◆ Required work ◆
In the records below, convert the lines from the one containing "Could you spot the yellow taxi's windshield" through the one containing "point(150, 461)", both included, into a Markdown table. Use a "Row" column to number each line and a "Line" column to hold it, and leave out any blank lines.

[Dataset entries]
--- --- ---
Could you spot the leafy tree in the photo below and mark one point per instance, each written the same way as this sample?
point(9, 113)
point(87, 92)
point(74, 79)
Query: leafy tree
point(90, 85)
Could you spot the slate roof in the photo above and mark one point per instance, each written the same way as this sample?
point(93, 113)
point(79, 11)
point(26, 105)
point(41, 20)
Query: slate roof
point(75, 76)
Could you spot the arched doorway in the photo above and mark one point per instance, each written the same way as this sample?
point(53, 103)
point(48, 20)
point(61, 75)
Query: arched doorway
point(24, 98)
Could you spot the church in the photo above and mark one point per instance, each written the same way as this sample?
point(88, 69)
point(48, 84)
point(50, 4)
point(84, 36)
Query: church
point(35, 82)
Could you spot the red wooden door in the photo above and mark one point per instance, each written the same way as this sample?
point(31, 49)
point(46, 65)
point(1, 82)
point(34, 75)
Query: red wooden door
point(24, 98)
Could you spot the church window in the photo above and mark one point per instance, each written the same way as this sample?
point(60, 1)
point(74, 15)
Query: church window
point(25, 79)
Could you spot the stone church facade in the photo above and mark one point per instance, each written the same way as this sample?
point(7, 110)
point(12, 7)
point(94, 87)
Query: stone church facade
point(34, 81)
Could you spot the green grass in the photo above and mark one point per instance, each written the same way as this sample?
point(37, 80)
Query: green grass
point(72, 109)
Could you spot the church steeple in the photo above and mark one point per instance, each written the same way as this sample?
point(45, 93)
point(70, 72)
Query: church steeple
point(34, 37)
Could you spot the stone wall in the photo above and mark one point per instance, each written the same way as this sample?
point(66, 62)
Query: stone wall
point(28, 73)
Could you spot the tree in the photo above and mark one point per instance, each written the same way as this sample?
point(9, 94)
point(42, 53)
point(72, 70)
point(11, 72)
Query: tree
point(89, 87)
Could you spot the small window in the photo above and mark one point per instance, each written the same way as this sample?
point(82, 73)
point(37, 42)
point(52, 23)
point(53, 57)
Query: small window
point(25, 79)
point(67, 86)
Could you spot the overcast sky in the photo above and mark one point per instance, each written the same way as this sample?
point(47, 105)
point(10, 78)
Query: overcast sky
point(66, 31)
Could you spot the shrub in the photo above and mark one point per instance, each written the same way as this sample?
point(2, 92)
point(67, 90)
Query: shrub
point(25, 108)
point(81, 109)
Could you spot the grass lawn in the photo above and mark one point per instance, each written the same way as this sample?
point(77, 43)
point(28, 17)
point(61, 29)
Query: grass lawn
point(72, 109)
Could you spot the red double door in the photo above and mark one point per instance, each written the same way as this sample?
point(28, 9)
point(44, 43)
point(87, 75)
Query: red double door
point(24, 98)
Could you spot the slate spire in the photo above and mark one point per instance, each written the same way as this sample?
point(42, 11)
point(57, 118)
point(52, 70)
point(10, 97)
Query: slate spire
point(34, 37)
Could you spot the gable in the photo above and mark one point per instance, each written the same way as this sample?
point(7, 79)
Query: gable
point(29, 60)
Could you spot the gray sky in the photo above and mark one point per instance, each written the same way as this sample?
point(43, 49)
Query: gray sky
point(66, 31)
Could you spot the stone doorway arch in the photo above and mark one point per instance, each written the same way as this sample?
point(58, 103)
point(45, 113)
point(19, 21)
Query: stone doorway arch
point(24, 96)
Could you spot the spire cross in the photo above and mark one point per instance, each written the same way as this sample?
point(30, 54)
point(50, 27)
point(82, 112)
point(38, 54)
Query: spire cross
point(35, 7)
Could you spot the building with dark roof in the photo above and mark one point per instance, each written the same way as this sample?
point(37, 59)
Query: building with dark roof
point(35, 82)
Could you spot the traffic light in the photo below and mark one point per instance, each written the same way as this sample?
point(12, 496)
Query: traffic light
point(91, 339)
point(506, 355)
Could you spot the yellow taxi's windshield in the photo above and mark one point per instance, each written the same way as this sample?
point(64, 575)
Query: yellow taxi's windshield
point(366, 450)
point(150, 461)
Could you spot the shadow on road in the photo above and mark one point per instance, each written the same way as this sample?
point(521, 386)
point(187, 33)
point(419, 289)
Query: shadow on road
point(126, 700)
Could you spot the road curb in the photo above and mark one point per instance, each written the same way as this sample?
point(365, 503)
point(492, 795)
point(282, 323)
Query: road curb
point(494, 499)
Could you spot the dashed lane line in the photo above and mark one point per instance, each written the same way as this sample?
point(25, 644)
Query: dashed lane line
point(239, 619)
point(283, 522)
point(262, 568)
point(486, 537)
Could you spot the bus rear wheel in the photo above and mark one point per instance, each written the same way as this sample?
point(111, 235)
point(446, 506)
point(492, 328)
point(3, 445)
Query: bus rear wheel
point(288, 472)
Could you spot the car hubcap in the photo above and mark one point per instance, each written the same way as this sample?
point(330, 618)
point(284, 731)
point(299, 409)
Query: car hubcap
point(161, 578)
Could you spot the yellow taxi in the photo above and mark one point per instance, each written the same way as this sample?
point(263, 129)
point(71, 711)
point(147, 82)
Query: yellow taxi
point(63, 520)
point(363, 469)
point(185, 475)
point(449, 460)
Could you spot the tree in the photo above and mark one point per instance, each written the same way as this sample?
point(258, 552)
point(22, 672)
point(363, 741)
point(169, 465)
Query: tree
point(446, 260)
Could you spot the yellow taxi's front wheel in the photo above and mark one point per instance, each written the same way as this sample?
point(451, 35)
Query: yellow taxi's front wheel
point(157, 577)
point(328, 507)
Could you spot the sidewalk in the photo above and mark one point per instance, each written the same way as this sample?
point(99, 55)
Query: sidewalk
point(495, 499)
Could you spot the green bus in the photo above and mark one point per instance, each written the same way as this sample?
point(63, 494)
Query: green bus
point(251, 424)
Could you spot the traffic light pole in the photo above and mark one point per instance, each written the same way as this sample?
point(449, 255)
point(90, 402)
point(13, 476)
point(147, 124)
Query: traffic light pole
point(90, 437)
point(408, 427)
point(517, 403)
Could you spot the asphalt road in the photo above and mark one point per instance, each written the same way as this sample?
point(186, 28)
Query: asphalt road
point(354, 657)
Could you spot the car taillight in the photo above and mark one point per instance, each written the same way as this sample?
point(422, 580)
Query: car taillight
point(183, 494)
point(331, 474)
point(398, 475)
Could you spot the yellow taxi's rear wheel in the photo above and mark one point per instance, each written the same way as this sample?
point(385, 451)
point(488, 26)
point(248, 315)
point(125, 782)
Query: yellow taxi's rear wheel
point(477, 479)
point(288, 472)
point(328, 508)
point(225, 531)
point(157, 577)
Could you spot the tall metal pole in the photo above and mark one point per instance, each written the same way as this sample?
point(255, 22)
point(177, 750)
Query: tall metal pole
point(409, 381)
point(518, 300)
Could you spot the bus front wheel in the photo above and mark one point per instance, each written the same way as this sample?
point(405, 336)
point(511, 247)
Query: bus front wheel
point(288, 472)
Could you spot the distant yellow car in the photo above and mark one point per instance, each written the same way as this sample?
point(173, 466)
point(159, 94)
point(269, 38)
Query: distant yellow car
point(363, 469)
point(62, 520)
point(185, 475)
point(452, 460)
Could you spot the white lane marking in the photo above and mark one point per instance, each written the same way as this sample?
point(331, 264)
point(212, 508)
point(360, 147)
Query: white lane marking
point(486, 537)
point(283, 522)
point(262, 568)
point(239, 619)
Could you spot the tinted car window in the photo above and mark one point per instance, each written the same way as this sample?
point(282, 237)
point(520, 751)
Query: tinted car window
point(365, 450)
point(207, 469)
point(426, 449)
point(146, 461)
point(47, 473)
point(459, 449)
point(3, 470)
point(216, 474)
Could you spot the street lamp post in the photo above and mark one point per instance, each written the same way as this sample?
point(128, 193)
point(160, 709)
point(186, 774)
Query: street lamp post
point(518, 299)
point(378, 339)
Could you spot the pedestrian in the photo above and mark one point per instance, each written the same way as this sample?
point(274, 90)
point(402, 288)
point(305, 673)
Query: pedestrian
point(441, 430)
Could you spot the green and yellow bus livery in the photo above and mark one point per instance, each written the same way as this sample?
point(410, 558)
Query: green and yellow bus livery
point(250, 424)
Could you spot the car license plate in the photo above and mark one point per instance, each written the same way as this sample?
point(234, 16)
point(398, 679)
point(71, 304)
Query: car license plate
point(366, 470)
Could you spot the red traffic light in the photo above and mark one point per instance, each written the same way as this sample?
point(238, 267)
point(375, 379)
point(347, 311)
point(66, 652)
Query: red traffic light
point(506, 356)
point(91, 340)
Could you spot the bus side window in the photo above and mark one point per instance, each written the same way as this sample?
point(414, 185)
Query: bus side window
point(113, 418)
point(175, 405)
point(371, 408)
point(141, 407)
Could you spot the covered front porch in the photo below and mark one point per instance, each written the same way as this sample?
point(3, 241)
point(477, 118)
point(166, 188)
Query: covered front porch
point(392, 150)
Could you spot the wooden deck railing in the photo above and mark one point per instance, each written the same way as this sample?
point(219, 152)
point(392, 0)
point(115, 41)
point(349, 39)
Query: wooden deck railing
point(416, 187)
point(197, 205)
--- --- ---
◆ Result of this task ◆
| Row | Line |
|---|---|
| 1 | Could you spot the yellow taxi's windshield in the photo above and mark one point per instance, each written the same way as this sample? |
| 2 | point(64, 575) |
| 3 | Query: yellow taxi's windshield |
| 4 | point(366, 450) |
| 5 | point(150, 461) |